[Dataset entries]
━━━━━━━━━━━━━━━━━━━━━━━━━━━━━━
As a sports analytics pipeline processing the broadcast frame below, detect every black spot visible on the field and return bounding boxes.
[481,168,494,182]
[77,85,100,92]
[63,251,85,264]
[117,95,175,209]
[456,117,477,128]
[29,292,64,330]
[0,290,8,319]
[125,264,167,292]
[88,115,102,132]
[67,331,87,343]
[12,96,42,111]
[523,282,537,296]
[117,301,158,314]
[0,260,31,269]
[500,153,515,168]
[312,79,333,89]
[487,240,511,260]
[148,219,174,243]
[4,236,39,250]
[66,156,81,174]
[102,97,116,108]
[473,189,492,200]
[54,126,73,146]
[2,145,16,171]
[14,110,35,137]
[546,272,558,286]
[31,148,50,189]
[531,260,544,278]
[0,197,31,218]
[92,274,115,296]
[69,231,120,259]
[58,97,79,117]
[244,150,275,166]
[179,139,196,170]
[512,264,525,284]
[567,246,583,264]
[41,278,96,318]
━━━━━━━━━━━━━━━━━━━━━━━━━━━━━━
**AIM:** Reproduce the listing above verbatim, keeping every line unchanged.

**TASK ANSWER:**
As a sports analytics pipeline processing the broadcast frame below, detect every black spot visible on the field and return bounding boxes.
[481,168,494,182]
[77,85,100,92]
[63,251,85,264]
[117,95,175,209]
[456,117,477,128]
[29,292,64,330]
[0,290,8,319]
[125,264,167,292]
[88,115,102,132]
[67,331,87,343]
[12,96,42,111]
[523,282,537,296]
[117,301,158,314]
[0,260,31,269]
[500,153,515,168]
[312,79,333,89]
[487,240,511,260]
[148,219,174,243]
[4,236,39,250]
[66,156,81,174]
[102,97,116,108]
[473,189,492,200]
[54,126,73,146]
[2,145,16,171]
[14,110,35,137]
[546,272,558,286]
[31,148,50,189]
[531,260,544,278]
[0,197,31,218]
[92,274,115,296]
[69,231,120,259]
[58,97,79,117]
[244,150,275,166]
[179,139,196,170]
[512,264,525,284]
[567,246,583,264]
[41,278,96,318]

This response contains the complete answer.